» Goal: Which lines of the material below contain the string "window"? Return each of them in full.

[START Entries supplied]

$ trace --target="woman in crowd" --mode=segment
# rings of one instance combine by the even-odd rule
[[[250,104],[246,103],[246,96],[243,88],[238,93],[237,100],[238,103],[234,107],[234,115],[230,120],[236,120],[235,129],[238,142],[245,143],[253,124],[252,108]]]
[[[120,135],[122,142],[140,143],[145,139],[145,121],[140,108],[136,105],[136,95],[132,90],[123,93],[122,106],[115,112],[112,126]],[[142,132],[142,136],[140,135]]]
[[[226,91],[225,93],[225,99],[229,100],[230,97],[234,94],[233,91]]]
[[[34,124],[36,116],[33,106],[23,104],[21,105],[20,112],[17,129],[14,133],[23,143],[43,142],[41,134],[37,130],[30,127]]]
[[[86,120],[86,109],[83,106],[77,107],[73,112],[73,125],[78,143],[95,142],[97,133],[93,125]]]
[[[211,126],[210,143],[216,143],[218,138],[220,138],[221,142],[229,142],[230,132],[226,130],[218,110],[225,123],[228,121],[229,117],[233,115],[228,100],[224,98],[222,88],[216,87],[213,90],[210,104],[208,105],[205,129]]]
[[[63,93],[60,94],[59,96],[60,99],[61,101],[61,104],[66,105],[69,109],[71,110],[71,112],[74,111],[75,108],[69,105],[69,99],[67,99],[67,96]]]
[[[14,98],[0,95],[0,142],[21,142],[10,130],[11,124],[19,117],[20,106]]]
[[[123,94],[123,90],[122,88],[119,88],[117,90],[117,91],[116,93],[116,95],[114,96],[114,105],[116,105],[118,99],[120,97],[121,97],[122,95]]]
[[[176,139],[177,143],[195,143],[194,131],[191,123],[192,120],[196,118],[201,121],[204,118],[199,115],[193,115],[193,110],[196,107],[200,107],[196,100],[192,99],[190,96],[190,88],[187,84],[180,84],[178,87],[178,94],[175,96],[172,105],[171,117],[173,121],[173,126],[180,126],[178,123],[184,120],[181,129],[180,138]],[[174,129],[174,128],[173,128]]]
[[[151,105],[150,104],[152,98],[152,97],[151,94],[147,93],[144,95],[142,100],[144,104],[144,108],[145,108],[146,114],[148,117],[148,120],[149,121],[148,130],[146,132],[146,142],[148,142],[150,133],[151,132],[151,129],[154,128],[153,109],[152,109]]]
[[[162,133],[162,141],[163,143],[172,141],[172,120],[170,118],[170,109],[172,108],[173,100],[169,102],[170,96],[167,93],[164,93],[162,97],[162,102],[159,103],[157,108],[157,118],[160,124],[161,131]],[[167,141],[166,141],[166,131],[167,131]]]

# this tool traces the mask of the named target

[END Entries supplied]
[START Entries supplied]

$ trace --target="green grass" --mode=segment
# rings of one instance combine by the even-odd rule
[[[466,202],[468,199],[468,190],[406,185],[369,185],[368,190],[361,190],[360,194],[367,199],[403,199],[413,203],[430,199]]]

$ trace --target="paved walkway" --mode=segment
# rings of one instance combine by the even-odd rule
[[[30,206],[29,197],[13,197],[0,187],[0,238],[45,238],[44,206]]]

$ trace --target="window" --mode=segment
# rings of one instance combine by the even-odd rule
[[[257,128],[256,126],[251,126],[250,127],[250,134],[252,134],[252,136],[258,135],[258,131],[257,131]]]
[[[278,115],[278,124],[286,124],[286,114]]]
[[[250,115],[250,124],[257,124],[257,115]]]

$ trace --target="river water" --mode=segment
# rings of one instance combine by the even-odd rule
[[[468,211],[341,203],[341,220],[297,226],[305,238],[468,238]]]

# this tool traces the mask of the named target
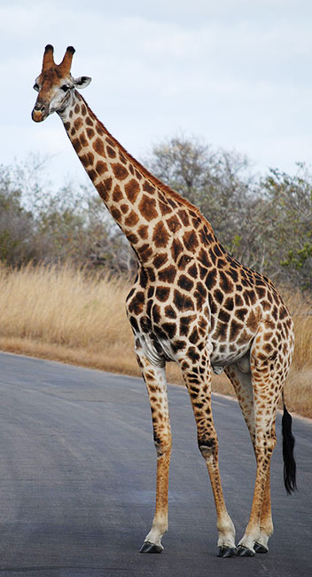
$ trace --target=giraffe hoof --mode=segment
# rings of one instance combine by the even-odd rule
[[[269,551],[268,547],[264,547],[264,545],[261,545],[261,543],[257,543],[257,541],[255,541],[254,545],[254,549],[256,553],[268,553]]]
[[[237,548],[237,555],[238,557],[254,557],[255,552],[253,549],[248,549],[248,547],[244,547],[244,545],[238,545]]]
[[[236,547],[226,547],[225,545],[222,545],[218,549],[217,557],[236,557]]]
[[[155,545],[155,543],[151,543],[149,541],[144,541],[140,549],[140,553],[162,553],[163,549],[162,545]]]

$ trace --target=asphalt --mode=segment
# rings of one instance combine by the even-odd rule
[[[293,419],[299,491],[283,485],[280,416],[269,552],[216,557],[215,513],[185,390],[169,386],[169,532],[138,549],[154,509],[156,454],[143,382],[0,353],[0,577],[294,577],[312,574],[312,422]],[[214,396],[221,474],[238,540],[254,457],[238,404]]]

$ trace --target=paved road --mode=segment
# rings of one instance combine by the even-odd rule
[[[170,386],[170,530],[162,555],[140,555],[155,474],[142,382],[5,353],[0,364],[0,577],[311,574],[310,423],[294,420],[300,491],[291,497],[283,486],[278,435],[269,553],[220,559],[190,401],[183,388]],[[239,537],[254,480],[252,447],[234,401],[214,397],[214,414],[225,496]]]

[END Entries supplied]
[START Entries supplied]

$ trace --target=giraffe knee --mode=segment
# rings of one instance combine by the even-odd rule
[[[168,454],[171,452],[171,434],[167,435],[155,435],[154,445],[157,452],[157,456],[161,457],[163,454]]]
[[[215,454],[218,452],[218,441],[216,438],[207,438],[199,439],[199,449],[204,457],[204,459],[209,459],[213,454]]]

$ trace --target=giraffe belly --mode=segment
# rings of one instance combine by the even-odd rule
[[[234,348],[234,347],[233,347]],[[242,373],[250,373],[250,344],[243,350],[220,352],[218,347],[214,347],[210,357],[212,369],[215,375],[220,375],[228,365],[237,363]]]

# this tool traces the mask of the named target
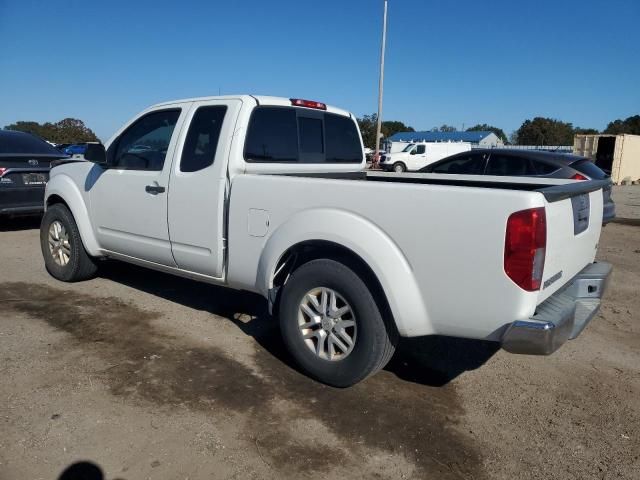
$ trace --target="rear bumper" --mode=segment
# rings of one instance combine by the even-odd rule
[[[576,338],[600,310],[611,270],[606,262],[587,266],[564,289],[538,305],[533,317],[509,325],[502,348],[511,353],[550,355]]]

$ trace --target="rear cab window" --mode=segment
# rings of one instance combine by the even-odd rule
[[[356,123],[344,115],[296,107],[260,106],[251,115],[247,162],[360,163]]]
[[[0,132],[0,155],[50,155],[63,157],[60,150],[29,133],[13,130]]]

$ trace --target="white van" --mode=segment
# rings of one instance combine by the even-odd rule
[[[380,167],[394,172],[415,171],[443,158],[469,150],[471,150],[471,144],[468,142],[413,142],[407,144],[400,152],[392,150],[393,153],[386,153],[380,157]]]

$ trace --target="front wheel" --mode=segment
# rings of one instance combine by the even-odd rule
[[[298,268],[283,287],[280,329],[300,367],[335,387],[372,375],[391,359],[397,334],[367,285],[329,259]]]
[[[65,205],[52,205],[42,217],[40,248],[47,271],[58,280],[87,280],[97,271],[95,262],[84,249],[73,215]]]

[END Entries supplied]

» Right answer:
$ trace --target="window" --mode=segment
$ trace --target="rear cab window" --mode=segment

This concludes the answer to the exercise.